▶ To be done
Copy the lines from the one containing "outline black shoe" through the one containing "172), (114, 168)]", keeping every character unchanged.

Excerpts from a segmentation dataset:

################

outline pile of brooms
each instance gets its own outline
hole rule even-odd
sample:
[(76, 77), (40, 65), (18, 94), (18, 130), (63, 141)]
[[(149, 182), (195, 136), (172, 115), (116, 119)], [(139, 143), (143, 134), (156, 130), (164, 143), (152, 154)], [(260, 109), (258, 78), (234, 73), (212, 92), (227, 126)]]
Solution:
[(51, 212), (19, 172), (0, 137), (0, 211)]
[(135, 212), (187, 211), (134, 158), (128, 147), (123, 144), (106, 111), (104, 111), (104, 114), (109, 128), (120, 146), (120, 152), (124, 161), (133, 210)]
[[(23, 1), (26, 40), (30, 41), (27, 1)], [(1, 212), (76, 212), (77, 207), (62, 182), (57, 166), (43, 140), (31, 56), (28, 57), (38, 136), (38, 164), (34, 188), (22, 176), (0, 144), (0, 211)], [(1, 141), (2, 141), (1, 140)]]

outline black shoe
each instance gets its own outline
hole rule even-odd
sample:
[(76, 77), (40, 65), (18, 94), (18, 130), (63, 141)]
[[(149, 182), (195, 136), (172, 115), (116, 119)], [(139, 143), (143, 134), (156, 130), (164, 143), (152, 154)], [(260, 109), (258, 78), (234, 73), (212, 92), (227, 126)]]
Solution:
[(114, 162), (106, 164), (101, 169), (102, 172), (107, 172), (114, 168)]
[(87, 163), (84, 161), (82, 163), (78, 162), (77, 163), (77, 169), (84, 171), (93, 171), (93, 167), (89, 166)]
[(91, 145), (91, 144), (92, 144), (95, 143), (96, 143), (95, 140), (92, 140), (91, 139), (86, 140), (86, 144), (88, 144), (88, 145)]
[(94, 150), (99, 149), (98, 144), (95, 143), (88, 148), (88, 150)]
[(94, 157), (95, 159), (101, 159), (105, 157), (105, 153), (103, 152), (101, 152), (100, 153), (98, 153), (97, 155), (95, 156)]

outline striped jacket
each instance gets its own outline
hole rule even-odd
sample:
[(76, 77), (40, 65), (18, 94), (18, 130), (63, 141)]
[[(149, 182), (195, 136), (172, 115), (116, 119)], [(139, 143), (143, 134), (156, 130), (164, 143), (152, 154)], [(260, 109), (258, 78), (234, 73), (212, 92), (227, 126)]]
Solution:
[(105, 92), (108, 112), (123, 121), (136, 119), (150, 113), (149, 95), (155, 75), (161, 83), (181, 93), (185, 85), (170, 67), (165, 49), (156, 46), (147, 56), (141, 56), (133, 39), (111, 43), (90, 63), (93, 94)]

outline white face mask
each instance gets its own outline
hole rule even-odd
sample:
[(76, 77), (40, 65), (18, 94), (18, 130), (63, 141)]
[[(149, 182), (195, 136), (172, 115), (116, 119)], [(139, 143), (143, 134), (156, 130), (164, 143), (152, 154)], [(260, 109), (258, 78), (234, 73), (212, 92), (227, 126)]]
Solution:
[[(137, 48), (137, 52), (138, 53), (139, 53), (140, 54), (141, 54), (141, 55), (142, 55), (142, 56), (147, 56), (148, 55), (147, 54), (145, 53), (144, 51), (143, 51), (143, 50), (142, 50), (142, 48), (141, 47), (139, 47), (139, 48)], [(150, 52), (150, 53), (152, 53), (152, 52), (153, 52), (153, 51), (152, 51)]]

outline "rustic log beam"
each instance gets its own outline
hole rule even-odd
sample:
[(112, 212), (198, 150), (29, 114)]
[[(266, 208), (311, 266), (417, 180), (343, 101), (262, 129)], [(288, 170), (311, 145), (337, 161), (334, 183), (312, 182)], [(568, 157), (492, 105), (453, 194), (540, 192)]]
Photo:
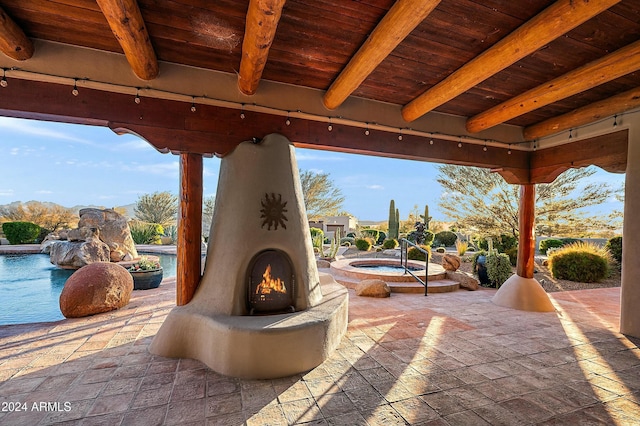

################

▶ Answer below
outline black shoe
each instance gets its own outline
hole rule even-odd
sample:
[(76, 77), (40, 65), (18, 94), (18, 130), (63, 141)]
[[(149, 182), (195, 136), (172, 115), (116, 119)], [(139, 143), (143, 134), (156, 130), (164, 143), (152, 154)], [(260, 109), (258, 78), (234, 73), (212, 92), (227, 126)]]
Solution:
[(114, 162), (106, 164), (101, 169), (102, 172), (107, 172), (114, 168)]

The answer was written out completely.